→ Task:
The answer should contain every entry below, copied exactly.

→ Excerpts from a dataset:
******

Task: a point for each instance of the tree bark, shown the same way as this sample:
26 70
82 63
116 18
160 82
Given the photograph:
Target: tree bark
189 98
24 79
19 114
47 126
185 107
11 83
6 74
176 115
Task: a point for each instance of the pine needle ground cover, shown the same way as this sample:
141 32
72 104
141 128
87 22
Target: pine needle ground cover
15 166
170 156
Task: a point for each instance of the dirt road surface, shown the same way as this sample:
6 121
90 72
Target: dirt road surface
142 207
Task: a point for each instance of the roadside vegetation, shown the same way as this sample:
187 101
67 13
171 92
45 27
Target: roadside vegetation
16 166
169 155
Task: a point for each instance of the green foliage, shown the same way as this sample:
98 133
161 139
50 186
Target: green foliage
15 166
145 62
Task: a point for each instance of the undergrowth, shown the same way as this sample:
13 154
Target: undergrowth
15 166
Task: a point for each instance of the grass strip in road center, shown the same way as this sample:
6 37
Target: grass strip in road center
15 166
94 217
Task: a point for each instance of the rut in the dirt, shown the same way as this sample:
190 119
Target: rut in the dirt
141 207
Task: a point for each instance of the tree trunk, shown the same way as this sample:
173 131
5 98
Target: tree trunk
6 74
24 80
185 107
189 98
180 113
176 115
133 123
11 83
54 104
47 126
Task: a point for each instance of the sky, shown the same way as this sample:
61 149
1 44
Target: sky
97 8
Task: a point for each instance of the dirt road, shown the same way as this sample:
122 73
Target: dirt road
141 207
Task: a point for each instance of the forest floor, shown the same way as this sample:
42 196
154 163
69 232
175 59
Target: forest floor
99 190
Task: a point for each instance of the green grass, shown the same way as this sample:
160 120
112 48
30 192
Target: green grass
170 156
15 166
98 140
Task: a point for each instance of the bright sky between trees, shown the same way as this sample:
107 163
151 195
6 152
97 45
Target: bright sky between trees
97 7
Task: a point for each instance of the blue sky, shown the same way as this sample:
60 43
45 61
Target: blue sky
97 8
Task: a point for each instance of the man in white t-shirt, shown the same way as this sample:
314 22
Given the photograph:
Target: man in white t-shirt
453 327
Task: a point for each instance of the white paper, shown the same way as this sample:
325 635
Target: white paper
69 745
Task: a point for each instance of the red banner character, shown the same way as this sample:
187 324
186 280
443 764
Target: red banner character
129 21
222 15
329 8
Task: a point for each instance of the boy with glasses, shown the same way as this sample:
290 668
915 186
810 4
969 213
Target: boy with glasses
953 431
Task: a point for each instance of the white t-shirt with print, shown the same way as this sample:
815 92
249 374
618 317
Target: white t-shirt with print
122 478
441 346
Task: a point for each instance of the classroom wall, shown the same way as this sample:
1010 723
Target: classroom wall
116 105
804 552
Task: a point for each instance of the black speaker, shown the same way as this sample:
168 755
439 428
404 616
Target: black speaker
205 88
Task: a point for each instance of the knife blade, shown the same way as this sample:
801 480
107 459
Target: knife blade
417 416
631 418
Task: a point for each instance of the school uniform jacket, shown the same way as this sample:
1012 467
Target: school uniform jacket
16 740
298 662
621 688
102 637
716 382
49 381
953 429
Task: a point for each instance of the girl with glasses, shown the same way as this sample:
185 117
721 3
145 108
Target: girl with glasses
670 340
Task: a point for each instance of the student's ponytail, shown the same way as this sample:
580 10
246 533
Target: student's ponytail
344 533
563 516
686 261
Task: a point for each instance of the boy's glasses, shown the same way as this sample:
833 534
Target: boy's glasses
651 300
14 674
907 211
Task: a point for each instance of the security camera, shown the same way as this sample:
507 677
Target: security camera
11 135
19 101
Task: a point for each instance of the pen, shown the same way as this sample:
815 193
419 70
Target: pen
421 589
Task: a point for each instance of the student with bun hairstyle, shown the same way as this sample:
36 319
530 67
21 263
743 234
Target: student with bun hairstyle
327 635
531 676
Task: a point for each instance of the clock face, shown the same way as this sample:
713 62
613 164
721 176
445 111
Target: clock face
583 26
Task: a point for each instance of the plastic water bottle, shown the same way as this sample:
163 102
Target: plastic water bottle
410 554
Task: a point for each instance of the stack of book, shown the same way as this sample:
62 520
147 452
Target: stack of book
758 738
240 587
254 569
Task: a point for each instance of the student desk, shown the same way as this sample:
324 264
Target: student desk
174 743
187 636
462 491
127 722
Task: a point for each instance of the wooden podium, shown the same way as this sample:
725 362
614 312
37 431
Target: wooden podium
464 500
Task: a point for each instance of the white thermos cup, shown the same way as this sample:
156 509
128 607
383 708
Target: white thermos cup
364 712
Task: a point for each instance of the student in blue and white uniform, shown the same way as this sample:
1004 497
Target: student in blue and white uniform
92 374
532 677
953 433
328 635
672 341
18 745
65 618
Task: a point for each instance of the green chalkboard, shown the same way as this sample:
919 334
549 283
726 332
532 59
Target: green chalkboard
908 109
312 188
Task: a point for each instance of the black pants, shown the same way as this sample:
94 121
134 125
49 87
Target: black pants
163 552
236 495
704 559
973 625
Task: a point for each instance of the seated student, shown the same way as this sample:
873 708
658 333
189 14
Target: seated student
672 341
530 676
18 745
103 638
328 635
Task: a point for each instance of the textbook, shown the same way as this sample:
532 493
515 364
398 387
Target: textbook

******

→ Exercise answer:
Task: a point for each instance of the tree bark, shown the same way as this sample:
26 70
82 63
116 18
160 82
Given the photograph:
Target: tree bark
189 98
24 79
19 114
47 126
185 107
11 83
6 74
176 115
Task: a point for each instance of the pine needle ground cover, shown the same way as this sample:
141 32
72 104
141 128
87 22
Target: pine needle ground cover
15 166
170 156
Task: a point for each instance of the dirt road surface, shown the same way as this sample:
6 121
90 72
Target: dirt road surface
142 207
Task: a point for each instance of the roadside vegetation, shown the same way as this sample:
187 101
67 13
171 92
45 27
Target: roadside vegetation
16 166
169 155
Task: a point for each instance of the green foliage, shown the same way as this sample:
98 133
161 139
50 186
Target: green foliage
15 166
145 62
Task: a point for each instance of the undergrowth, shown the same way as this sample:
13 154
Target: undergrowth
15 166
Task: a point for each instance of the grass strip in road center, shown the same way as this sample:
6 37
Target: grass strip in road center
15 166
94 217
Task: a point for each instance of the rut in the dirt, shown the same way as this sample:
190 119
Target: rut in the dirt
141 207
Task: a point for each instance of the tree trunk, shown the same way as this sample:
173 131
5 98
Target: tree trunk
6 74
24 80
185 107
189 98
180 113
176 115
133 123
11 83
54 104
47 126
Task: a point for each instance of the sky, shown the same way as this sample:
61 149
1 44
Target: sky
97 8
Task: a point for each instance of the dirt road, shown the same way as this sample:
122 73
Target: dirt road
141 207
Task: a point for each instance of the forest floor, shown the same way as this sample:
42 196
154 163
69 232
175 59
Target: forest floor
99 190
Task: a point for each instance of the green grass, shown the same way as this sample:
160 120
112 48
30 192
Target: green grass
170 156
15 166
98 140
Task: a point for each instance of the bright sky between trees, shown the same way as this sample:
107 163
151 195
6 152
97 45
Target: bright sky between trees
97 7
Task: a point for each instance of the blue sky, shown the same way as this sample:
60 43
45 61
Target: blue sky
97 8
Task: a point for each instance of the man in white t-shirt, shown the same way as this sample:
314 22
Given the photograph:
Target: man in white t-shirt
453 327
Task: a point for each instance of the white paper, shown the same way as this sample:
325 635
Target: white paper
69 745
Task: a point for each instance of the red banner character, shown the same way as this sample:
187 324
186 280
443 764
Target: red banner character
129 21
222 15
329 8
Task: a point for each instance of the boy with glasses, shown the same way as this sample:
290 668
915 186
810 4
969 213
Target: boy with glasses
953 431
Task: a point for each instance of the white t-shirt with print, shown the same way as this sample:
815 92
249 374
618 317
Target: white t-shirt with print
122 478
441 346
Task: a point for each instance of the classroom wall, shown the same way as this sample:
1010 723
Target: classroom wall
116 105
804 552
Task: a point for each instance of the black speaker, shown the same way as this sample:
168 755
439 428
404 616
Target: black speaker
205 88
Task: a point for each instance of the knife blade, shown the same way as this sample:
801 480
107 459
Target: knife blade
417 416
631 418
Task: a point for each instance of the school uniform jacket, shown the same way as this sample:
1012 467
Target: school uniform jacket
16 740
298 662
621 688
102 637
716 382
49 381
953 429
Task: a point for each instance of the girl with glasses, shown the same way as this sample:
185 117
721 3
145 108
Target: girl with glasses
670 340
Task: a point for each instance of the student's ponytail, shown the same way as this sample:
580 10
246 533
Target: student's ponytail
344 533
563 516
686 261
Task: a point for each instance of the boy's glasses, shown the same way as this sample:
833 534
Target: boy's glasses
651 300
14 674
907 211
Task: a point for each instance of the security camera, shown the same way as this sample:
507 677
Target: security camera
11 135
19 101
Task: a point for each instance of the pen, shown the same way as this sample:
815 193
419 70
Target: pen
421 589
Task: a point for each instance of the student with bun hairstyle, shown the same way as this sample:
36 319
530 67
21 263
743 234
Target: student with bun hairstyle
327 635
531 676
Task: a point for each instance of the clock face, shown the same way as this sample:
713 62
613 164
721 176
445 111
Target: clock face
583 26
Task: a point for each instance of the plastic water bottle, shown the same way as this sample:
163 102
Target: plastic water bottle
410 554
Task: a point for each instance of the stack of book, shown the same way as this sample:
62 520
147 452
Target: stack of book
758 738
240 587
254 569
Task: a point for each instance of the student desk, shown the same way as this sample:
324 264
Target: student desk
174 743
187 636
462 491
127 722
Task: a point for each instance of the wooden podium, shown the same way as this sample:
725 362
614 312
37 431
Target: wooden podium
464 500
Task: a point for each instance of the white thermos cup, shown the same way as this sample:
156 509
128 607
383 708
Target: white thermos cup
364 712
Task: a point for each instance of the student in blue and white uniform, shown the same way as this sample:
1004 497
Target: student in blue and white uniform
92 374
532 677
953 433
328 635
672 341
18 745
65 618
Task: a point for each instance of the green chalkboard, shown the same way as this sample:
919 334
549 283
726 332
532 59
Target: green chalkboard
908 109
312 188
Task: a point for each instance of the black pants, shown the same way as this sample:
94 121
134 125
49 87
Target: black pants
163 552
236 495
704 559
973 625
Task: a point for each instance of the seated student, shown the same way as this sample:
873 708
658 333
189 14
Target: seated student
672 341
530 676
18 745
103 638
328 635
Task: a point for each instance of the textbook, shown the same way as this sample:
532 493
515 364
398 387
Target: textbook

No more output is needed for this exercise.